* _Spatial annotation records_:
· · · · ·

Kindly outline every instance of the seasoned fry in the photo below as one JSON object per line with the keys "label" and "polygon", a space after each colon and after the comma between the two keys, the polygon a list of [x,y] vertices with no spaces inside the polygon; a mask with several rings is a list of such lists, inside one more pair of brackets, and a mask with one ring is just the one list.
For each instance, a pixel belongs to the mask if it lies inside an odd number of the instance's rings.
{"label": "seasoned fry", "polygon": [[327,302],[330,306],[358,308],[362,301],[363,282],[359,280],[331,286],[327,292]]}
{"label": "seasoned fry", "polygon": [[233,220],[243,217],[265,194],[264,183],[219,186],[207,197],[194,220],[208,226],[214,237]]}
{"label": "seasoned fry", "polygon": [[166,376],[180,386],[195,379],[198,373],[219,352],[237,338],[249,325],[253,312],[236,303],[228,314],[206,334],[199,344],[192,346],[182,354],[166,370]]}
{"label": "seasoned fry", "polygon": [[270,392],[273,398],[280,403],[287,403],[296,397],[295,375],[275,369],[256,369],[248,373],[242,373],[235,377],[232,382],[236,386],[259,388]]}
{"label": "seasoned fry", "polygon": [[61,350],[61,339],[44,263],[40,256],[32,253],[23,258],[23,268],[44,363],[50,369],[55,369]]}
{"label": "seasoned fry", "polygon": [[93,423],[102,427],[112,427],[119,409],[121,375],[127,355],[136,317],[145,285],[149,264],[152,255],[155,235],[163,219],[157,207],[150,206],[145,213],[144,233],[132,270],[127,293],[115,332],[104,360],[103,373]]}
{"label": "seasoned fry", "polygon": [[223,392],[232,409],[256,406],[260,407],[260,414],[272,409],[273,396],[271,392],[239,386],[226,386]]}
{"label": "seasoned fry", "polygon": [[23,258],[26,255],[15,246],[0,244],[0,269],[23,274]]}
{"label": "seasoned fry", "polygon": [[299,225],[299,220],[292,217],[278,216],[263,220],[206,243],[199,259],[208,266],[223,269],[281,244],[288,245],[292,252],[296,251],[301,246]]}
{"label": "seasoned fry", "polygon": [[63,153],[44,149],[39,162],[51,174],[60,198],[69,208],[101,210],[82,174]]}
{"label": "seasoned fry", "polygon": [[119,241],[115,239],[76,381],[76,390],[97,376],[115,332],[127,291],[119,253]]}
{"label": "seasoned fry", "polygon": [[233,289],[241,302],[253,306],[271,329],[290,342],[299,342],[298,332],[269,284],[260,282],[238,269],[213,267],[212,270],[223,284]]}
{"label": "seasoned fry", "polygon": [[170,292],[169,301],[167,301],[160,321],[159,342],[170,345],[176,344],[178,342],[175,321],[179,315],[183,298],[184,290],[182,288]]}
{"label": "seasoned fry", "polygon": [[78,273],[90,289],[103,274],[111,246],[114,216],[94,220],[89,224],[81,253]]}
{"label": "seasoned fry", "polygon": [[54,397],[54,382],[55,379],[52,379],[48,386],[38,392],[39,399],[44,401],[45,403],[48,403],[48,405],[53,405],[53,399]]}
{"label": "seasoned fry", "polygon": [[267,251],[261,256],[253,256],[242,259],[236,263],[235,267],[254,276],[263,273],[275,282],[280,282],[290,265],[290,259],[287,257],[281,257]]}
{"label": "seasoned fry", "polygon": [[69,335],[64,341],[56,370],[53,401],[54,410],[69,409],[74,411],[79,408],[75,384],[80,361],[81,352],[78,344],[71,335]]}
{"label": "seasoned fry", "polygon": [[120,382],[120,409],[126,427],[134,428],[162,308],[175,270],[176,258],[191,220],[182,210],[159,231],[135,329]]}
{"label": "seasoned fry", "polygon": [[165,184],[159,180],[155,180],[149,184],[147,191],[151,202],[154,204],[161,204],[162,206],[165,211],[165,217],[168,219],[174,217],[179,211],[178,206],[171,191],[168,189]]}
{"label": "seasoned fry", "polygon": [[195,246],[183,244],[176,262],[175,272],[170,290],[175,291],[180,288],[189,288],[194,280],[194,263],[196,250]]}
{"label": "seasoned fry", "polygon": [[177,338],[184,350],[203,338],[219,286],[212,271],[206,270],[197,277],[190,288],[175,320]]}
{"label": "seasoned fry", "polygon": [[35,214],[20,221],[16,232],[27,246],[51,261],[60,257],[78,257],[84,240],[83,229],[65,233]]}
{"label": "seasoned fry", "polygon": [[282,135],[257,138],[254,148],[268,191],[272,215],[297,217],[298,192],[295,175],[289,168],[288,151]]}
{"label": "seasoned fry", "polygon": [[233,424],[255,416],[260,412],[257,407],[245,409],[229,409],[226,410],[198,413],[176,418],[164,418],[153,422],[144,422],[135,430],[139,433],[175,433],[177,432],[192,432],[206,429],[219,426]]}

· · · · ·

* _Required task_: Give the data again, exactly as it stands.

* _Correct output_:
Kindly outline every instance of the seasoned fry in the photo below as one JSON object per line with the keys "label" and "polygon", a space after each colon and after the comma between the two keys, the polygon a list of [x,y] vertices with no spaces inside the polygon; a mask with several rings is a list of such lists, inside one more pair of brackets, and a mask with one ring is just the one list.
For each instance, a pixel belongs to the mask if it lies inside an odd number of the instance's rings.
{"label": "seasoned fry", "polygon": [[327,302],[330,306],[358,308],[362,301],[363,282],[359,280],[331,286],[327,292]]}
{"label": "seasoned fry", "polygon": [[233,220],[243,217],[265,194],[264,183],[219,186],[207,197],[194,220],[208,226],[214,237]]}
{"label": "seasoned fry", "polygon": [[166,376],[180,386],[195,379],[198,373],[219,352],[237,338],[249,325],[253,312],[236,303],[228,314],[206,334],[199,344],[192,346],[182,354],[166,370]]}
{"label": "seasoned fry", "polygon": [[270,392],[273,398],[280,403],[287,403],[296,397],[295,375],[275,369],[256,369],[248,373],[242,373],[235,377],[232,382],[236,386],[259,388]]}
{"label": "seasoned fry", "polygon": [[61,350],[61,339],[44,263],[40,256],[32,253],[23,258],[23,268],[44,363],[50,369],[55,369]]}
{"label": "seasoned fry", "polygon": [[93,423],[102,427],[112,427],[119,409],[121,375],[127,355],[136,317],[145,285],[149,264],[152,255],[155,235],[163,219],[157,207],[150,206],[145,213],[144,233],[132,270],[127,293],[115,332],[104,360],[103,373]]}
{"label": "seasoned fry", "polygon": [[223,392],[232,409],[256,406],[260,407],[260,414],[272,409],[273,396],[271,392],[239,386],[226,386]]}
{"label": "seasoned fry", "polygon": [[23,258],[26,255],[15,246],[0,244],[0,269],[23,274]]}
{"label": "seasoned fry", "polygon": [[299,225],[299,220],[292,217],[278,216],[263,220],[206,243],[199,259],[208,266],[223,269],[281,244],[288,245],[292,252],[296,251],[301,246]]}
{"label": "seasoned fry", "polygon": [[63,153],[44,149],[39,162],[51,174],[60,198],[69,208],[101,210],[82,174]]}
{"label": "seasoned fry", "polygon": [[119,241],[115,239],[76,381],[76,390],[97,376],[115,332],[127,291],[119,253]]}
{"label": "seasoned fry", "polygon": [[233,289],[241,302],[253,306],[271,329],[290,342],[299,342],[298,332],[269,284],[260,282],[238,269],[213,267],[212,270],[223,284]]}
{"label": "seasoned fry", "polygon": [[170,292],[169,301],[167,301],[160,321],[159,342],[170,345],[176,344],[178,342],[175,321],[179,315],[183,298],[184,290],[182,288]]}
{"label": "seasoned fry", "polygon": [[78,273],[90,289],[103,274],[111,246],[114,216],[94,220],[89,224],[81,253]]}
{"label": "seasoned fry", "polygon": [[54,397],[54,382],[55,379],[52,379],[48,386],[38,392],[39,399],[44,401],[45,403],[48,403],[48,405],[53,405],[53,399]]}
{"label": "seasoned fry", "polygon": [[267,251],[261,256],[253,256],[242,259],[236,263],[235,267],[254,276],[263,273],[275,282],[280,282],[290,265],[290,259],[287,257],[281,257]]}
{"label": "seasoned fry", "polygon": [[69,335],[64,341],[56,370],[53,401],[54,410],[69,409],[74,411],[79,408],[75,384],[80,361],[81,352],[78,344],[71,335]]}
{"label": "seasoned fry", "polygon": [[120,382],[120,409],[126,427],[134,428],[162,308],[175,270],[176,258],[191,220],[182,210],[159,231],[135,329]]}
{"label": "seasoned fry", "polygon": [[165,184],[159,180],[155,180],[149,184],[147,191],[151,202],[154,204],[161,204],[162,206],[165,211],[165,217],[168,219],[174,217],[179,211],[178,206],[171,191],[168,189]]}
{"label": "seasoned fry", "polygon": [[195,246],[183,244],[176,262],[175,272],[170,290],[175,291],[180,288],[189,288],[194,280],[194,263],[196,250]]}
{"label": "seasoned fry", "polygon": [[177,338],[184,350],[203,338],[219,286],[212,271],[206,270],[197,277],[190,288],[175,320]]}
{"label": "seasoned fry", "polygon": [[35,214],[20,221],[16,232],[27,246],[51,261],[60,257],[78,257],[84,240],[83,229],[65,233]]}
{"label": "seasoned fry", "polygon": [[282,135],[257,138],[254,148],[268,191],[272,215],[297,217],[298,192],[295,175],[289,168],[288,151]]}
{"label": "seasoned fry", "polygon": [[233,424],[255,416],[260,412],[257,407],[245,409],[229,409],[226,410],[198,413],[176,418],[164,418],[153,422],[144,422],[135,430],[139,433],[175,433],[177,432],[192,432],[206,429],[219,426]]}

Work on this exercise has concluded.